__EXERCISE DESCRIPTION__. Each entry in the listing must be set down again word for word.

__DATASET EXCERPTS__.
>>>

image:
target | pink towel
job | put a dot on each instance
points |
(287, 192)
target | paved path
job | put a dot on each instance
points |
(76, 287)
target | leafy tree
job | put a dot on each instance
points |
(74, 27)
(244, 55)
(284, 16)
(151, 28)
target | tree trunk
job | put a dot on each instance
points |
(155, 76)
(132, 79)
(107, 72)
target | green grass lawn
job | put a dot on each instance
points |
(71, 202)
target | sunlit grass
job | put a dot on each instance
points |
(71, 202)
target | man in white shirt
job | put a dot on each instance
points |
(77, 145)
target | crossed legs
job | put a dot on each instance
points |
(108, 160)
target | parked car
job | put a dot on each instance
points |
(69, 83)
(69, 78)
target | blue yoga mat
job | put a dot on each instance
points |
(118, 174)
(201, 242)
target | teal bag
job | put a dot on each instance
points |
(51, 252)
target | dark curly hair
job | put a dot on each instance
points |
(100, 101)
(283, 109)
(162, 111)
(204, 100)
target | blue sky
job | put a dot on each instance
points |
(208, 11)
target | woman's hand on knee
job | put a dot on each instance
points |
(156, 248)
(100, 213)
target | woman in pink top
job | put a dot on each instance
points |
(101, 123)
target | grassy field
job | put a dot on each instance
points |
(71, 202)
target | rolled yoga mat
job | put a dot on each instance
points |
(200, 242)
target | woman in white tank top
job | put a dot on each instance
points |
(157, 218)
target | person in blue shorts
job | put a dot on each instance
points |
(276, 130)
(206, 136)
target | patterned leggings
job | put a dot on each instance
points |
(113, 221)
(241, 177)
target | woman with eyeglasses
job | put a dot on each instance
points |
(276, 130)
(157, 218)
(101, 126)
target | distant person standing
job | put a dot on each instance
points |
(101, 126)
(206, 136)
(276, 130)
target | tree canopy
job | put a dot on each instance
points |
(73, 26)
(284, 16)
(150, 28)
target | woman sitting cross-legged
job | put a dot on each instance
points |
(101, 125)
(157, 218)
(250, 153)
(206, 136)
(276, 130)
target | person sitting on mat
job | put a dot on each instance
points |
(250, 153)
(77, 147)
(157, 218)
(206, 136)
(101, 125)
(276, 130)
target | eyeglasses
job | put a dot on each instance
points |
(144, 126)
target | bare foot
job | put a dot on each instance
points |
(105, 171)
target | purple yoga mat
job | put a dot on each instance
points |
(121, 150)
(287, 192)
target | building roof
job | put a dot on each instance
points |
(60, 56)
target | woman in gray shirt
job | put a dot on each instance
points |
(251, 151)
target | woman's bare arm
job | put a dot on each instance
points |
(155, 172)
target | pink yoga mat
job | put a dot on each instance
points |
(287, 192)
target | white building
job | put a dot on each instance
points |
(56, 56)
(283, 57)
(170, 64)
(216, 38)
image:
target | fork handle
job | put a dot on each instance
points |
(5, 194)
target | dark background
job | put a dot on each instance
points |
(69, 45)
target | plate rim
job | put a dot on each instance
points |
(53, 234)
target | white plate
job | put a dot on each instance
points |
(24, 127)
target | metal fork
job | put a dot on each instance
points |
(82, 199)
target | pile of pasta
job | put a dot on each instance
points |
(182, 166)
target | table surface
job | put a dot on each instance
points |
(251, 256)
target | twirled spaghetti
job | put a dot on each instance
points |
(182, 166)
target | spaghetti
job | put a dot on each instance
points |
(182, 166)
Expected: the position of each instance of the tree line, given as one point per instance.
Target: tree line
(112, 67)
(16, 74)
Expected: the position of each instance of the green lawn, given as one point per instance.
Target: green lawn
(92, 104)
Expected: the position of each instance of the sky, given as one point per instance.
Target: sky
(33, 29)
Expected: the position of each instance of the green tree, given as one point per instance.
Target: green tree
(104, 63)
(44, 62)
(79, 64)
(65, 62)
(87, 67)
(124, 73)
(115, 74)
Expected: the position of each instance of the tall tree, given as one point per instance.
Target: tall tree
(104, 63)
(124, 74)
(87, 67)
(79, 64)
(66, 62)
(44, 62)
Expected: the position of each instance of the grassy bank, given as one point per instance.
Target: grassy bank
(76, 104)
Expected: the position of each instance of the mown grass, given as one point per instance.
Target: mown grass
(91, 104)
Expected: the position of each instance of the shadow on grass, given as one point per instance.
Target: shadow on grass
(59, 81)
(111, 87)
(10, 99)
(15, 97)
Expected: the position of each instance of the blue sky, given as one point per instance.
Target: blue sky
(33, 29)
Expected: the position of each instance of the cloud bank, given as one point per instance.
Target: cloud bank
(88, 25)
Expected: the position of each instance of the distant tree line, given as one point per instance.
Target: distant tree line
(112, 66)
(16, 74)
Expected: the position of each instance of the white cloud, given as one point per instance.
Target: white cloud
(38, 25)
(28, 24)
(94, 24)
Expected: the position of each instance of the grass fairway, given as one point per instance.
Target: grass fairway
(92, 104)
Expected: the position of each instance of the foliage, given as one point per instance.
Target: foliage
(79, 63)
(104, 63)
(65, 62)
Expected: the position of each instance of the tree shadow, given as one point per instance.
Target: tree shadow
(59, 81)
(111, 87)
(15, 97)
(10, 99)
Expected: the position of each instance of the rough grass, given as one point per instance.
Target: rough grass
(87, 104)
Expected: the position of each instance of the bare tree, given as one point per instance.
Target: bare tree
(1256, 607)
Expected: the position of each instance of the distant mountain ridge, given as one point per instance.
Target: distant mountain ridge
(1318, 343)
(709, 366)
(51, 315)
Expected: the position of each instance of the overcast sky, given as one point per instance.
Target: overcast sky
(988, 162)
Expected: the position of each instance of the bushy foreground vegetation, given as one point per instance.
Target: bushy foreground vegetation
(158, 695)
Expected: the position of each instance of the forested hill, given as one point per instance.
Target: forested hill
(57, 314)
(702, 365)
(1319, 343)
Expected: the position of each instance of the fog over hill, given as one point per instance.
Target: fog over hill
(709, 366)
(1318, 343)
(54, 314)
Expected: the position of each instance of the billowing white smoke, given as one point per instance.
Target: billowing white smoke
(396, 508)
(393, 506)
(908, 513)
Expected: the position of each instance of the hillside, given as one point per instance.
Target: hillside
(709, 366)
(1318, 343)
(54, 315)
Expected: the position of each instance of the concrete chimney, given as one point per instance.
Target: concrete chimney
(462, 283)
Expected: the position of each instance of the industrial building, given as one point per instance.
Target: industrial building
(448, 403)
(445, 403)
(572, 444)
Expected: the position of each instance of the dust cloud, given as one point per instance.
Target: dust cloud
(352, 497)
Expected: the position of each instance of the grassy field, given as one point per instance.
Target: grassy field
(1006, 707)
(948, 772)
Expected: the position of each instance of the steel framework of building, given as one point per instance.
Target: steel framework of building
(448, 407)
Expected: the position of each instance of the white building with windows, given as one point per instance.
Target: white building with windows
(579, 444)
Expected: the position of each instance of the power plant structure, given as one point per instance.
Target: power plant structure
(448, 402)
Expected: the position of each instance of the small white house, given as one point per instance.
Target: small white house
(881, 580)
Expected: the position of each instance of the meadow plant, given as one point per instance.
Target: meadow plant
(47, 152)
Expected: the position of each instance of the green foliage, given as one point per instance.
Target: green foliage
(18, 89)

<<<

__EXPECTED OUTPUT__.
image:
target | pink towel
job | put a dot on each instance
points |
(287, 192)
target | paved path
job | put a dot on each instance
points |
(76, 287)
target | leafy tree
job | put a dot on each instance
points |
(74, 27)
(244, 55)
(284, 16)
(151, 28)
target | tree trunk
job | put a dot on each instance
points |
(155, 76)
(132, 79)
(107, 72)
target | green grass lawn
job | put a dot on each instance
points |
(71, 202)
target | sunlit grass
job | put a dot on each instance
points |
(71, 202)
target | man in white shirt
job | put a dot on each instance
points |
(77, 145)
target | crossed legs
job | put a dot on each instance
points |
(108, 160)
target | parked car
job | put a dot on each instance
points |
(69, 83)
(69, 78)
target | blue yoga mat
job | put a dot on each instance
points |
(118, 174)
(201, 242)
target | teal bag
job | put a dot on each instance
points |
(51, 252)
target | dark curly hair
job | put a dot on each instance
points |
(100, 101)
(283, 109)
(162, 111)
(204, 100)
target | blue sky
job | put a dot on each instance
points |
(208, 11)
target | woman's hand on knee
job | put a dot on each instance
points |
(156, 248)
(100, 213)
target | woman in pink top
job | put a dot on each instance
points |
(101, 123)
target | grassy field
job | put a dot on each instance
points |
(71, 202)
target | rolled yoga mat
job | put a dot on each instance
points |
(200, 242)
target | woman in white tank top
job | put a dot on each instance
points |
(157, 218)
target | person in blue shorts
job | put a dot on each instance
points |
(276, 130)
(206, 136)
target | patterned leggings
job | put a dot on each instance
points |
(113, 221)
(241, 177)
target | woman with eyeglasses
job | put a dot on each instance
points |
(276, 130)
(157, 218)
(101, 126)
target | distant person standing
job | put a dot on each instance
points |
(101, 126)
(206, 136)
(276, 130)
target | tree canopy
job | put a dot on each instance
points |
(73, 26)
(284, 16)
(150, 28)
target | woman sitting cross-legged
job | put a dot on each instance
points |
(101, 125)
(157, 218)
(250, 153)
(206, 136)
(276, 130)
target | person sitting on mat
job | put a dot on each instance
points |
(250, 153)
(77, 147)
(157, 218)
(206, 136)
(101, 125)
(276, 130)
target | eyeglasses
job | put a dot on each instance
points |
(144, 126)
target | bare foot
job | put a dot on each instance
points |
(105, 171)
target | purple yoga mat
job | put a dot on each instance
points |
(121, 150)
(287, 192)
target | building roof
job | put a dot on each instance
points |
(60, 56)
target | woman in gray shirt
job | put a dot on each instance
points |
(251, 151)
target | woman's bare arm
job | put a dot on each instance
points |
(155, 172)
target | pink yoga mat
job | put a dot on each instance
points |
(287, 192)
target | white building
job | put a dot on each instance
points |
(56, 56)
(283, 57)
(170, 64)
(216, 38)
image:
target | fork handle
job | put a dot on each instance
points |
(5, 194)
target | dark background
job | put a dot on each instance
points |
(69, 45)
target | plate rim
job | put a dot on each instance
points |
(53, 234)
target | white plate
job | put a dot on each instance
points |
(24, 127)
target | metal fork
job | put a dot on each instance
points |
(82, 199)
target | pile of pasta
job | put a dot on each instance
points |
(182, 166)
target | table surface
job | put a dot on each instance
points |
(251, 256)
target | twirled spaghetti
job | put a dot on each instance
points |
(182, 166)
target | spaghetti
job | put a dot on each instance
points |
(182, 166)
Expected: the position of each instance of the tree line, given as one point per instance.
Target: tree line
(112, 67)
(16, 74)
Expected: the position of each instance of the green lawn, given as one point per instance.
Target: green lawn
(92, 104)
Expected: the position of each instance of the sky, given as one point per instance.
Target: sky
(33, 29)
Expected: the position of each instance of the green tree, given as one point per instance.
Target: green tree
(104, 63)
(44, 62)
(79, 64)
(65, 62)
(87, 67)
(124, 73)
(115, 74)
Expected: the position of each instance of the tall tree, given as one point per instance.
Target: tall tree
(104, 63)
(124, 74)
(87, 67)
(79, 64)
(66, 62)
(44, 62)
Expected: the position of each instance of the grassy bank, given as one point per instance.
Target: grassy bank
(76, 104)
Expected: the position of each instance of the mown grass, given as one point per instance.
Target: mown grass
(91, 104)
Expected: the position of each instance of the shadow on grass, given as one point per instance.
Target: shadow on grass
(59, 81)
(111, 87)
(10, 99)
(15, 97)
Expected: the position of each instance of the blue sky, given as one point per instance.
Target: blue sky
(33, 29)
Expected: the position of each instance of the cloud bank, given as one point per instance.
Target: cloud bank
(88, 25)
Expected: the position of each instance of the distant tree line, given as one point per instance.
Target: distant tree line
(112, 66)
(16, 74)
Expected: the position of each instance of the white cloud, given as one point per instance.
Target: white cloud
(38, 25)
(28, 24)
(94, 24)
Expected: the position of each instance of the grass fairway, given as one point per instance.
Target: grass fairway
(92, 104)
Expected: the position of each instance of the foliage, given as one point per instance.
Target: foliage
(79, 63)
(104, 63)
(65, 62)
Expected: the position of each instance of the tree shadow, given as one point per instance.
Target: tree shadow
(59, 81)
(111, 87)
(15, 97)
(10, 99)
Expected: the position of each instance of the rough grass, given as one point per instance.
Target: rough grass
(87, 104)
Expected: the position of each instance of the bare tree, given as one point per instance.
Target: bare tree
(1256, 607)
Expected: the position of each instance of the distant mountain ridge, given as one point per instance.
Target: distant mountain ridge
(1318, 343)
(709, 366)
(51, 315)
Expected: the position of each instance of the overcast sky, given as one point per instance.
Target: overcast sky
(988, 162)
Expected: the position of each instance of the bushy foreground vegetation, given as one point per instance.
Target: bushy foreground vegetation
(158, 695)
Expected: the position of each instance of the forested hill, given as one point per instance.
Target: forested hill
(57, 314)
(702, 365)
(1319, 343)
Expected: the position of each instance of the fog over hill, given as one point per instance.
Target: fog over hill
(709, 366)
(1318, 343)
(54, 314)
Expected: the position of each instance of the billowing white smoke, given as one point per instance.
Target: billowing white smoke
(396, 508)
(393, 506)
(908, 513)
Expected: the position of each instance of the hillside, given as one point per instance.
Target: hillside
(709, 366)
(1318, 343)
(54, 315)
Expected: the position of each instance of the concrete chimney, given as one point per instance.
Target: concrete chimney
(462, 283)
Expected: the position of each instance of the industrial building, given as one point per instance.
Target: industrial building
(448, 403)
(445, 403)
(572, 444)
Expected: the position of each instance of the dust cloud, given as one point per instance.
Target: dust cloud
(352, 497)
Expected: the position of each instance of the grassy field, given as one point per instance.
Target: grassy field
(1006, 707)
(948, 772)
Expected: the position of each instance of the steel framework of building, given as one point per instance.
Target: steel framework of building
(448, 407)
Expected: the position of each instance of the white building with windows, given as one point per instance.
Target: white building with windows
(579, 444)
Expected: the position of each instance of the power plant structure, given as one point per instance.
Target: power plant structure
(448, 402)
Expected: the position of each instance of the small white house, given as one point per instance.
Target: small white house
(881, 580)
Expected: the position of each instance of the meadow plant, given as one point per instance.
Target: meadow plant
(47, 152)
Expected: the position of each instance of the green foliage, given as one point per instance.
Target: green foliage
(18, 89)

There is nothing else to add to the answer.